Activity
Where the data below has the string "fence", return the whole line.
----------------------------------------
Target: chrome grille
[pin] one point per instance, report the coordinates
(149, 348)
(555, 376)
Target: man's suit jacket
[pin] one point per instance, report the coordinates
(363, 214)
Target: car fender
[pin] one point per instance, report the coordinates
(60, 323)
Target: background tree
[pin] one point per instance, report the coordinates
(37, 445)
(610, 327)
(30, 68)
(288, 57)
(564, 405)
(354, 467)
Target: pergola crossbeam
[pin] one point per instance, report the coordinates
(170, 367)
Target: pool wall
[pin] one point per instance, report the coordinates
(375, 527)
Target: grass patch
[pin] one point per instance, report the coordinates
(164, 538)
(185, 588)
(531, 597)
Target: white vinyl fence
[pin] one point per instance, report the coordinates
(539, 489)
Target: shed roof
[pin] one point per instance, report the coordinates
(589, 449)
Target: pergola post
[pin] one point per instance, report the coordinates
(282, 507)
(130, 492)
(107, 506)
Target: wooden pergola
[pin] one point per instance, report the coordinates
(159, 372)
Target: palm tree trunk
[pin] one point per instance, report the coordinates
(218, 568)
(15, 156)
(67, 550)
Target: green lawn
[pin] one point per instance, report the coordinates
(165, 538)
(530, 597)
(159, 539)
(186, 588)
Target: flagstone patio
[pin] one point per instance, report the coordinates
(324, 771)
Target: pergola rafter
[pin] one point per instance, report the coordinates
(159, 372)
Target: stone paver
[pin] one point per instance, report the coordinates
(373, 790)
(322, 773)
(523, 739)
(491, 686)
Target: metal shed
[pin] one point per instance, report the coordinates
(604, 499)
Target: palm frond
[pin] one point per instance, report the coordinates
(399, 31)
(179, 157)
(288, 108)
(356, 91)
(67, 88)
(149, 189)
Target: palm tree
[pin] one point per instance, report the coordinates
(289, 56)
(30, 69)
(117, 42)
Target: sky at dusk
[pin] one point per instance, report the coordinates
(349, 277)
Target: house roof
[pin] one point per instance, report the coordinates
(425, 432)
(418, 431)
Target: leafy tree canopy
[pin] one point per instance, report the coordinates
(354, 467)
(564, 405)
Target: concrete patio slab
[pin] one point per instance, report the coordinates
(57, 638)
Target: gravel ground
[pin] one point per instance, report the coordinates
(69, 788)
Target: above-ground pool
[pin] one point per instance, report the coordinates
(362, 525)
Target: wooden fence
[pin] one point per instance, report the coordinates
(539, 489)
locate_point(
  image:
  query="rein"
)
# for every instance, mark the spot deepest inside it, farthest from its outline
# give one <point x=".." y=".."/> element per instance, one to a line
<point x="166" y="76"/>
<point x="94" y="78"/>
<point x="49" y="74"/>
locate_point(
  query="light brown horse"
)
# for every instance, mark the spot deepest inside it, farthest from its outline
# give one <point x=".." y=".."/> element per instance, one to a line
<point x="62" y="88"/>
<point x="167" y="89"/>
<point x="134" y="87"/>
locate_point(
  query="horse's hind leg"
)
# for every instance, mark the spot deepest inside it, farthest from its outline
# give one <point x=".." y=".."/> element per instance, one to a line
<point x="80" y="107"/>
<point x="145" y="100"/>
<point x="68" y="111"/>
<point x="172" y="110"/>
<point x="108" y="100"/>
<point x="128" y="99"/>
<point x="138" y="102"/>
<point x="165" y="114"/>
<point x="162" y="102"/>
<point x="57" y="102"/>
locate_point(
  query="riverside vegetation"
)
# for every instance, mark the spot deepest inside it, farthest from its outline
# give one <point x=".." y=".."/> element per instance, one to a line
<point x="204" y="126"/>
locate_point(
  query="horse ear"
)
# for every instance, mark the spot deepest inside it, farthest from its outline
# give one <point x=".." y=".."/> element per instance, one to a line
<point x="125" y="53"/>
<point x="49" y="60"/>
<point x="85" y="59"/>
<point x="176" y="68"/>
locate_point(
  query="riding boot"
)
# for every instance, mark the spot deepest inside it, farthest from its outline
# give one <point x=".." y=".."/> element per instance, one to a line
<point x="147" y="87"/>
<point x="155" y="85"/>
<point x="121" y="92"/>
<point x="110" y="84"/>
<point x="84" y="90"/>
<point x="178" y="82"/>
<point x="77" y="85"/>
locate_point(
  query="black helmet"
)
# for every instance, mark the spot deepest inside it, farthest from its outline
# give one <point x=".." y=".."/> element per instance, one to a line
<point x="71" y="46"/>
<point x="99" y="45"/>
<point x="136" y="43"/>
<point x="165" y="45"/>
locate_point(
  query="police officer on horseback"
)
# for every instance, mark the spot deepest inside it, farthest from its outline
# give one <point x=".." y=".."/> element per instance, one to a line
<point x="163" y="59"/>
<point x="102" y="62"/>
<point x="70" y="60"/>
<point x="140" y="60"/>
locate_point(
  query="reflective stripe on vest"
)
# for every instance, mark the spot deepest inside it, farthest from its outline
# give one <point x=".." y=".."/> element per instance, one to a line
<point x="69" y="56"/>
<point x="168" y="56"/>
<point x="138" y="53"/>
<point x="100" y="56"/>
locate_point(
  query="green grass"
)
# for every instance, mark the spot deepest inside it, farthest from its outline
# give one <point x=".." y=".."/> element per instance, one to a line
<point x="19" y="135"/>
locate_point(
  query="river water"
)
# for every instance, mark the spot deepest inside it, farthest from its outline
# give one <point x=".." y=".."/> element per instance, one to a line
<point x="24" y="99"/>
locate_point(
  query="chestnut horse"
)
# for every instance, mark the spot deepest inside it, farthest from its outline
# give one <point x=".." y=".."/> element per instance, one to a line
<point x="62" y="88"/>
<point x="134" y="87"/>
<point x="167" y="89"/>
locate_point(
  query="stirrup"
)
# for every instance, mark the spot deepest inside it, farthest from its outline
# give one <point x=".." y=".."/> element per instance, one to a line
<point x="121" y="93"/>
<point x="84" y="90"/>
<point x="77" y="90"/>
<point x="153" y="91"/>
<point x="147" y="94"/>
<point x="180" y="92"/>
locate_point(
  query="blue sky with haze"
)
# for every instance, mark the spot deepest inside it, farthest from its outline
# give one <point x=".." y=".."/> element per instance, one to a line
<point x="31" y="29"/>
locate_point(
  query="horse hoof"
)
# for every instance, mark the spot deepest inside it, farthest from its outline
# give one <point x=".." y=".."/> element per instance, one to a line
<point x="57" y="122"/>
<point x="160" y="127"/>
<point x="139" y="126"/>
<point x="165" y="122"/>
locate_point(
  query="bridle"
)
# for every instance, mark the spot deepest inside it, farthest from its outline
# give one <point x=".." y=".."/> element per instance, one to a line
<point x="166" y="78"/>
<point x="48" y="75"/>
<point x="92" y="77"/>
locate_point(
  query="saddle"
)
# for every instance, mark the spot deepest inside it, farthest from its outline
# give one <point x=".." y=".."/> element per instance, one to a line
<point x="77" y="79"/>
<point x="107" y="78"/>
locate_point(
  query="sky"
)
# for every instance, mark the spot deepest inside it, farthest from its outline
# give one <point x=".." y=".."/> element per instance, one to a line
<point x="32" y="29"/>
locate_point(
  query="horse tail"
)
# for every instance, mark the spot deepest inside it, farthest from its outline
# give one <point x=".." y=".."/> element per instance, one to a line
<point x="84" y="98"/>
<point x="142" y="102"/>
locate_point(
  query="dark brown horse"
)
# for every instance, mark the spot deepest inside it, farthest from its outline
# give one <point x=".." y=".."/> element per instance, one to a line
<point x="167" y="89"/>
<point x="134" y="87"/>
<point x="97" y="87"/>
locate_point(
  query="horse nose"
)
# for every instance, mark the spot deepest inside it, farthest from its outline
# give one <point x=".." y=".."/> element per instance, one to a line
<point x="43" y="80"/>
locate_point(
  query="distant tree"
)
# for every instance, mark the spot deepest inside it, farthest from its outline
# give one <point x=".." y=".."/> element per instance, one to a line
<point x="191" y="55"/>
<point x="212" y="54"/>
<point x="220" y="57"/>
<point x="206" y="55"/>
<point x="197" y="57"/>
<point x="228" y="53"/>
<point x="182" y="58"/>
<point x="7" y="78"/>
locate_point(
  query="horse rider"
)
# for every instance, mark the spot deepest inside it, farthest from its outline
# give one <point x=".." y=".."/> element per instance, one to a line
----------------------------------------
Problem solution
Target: white vinyl fence
Target: wooden fence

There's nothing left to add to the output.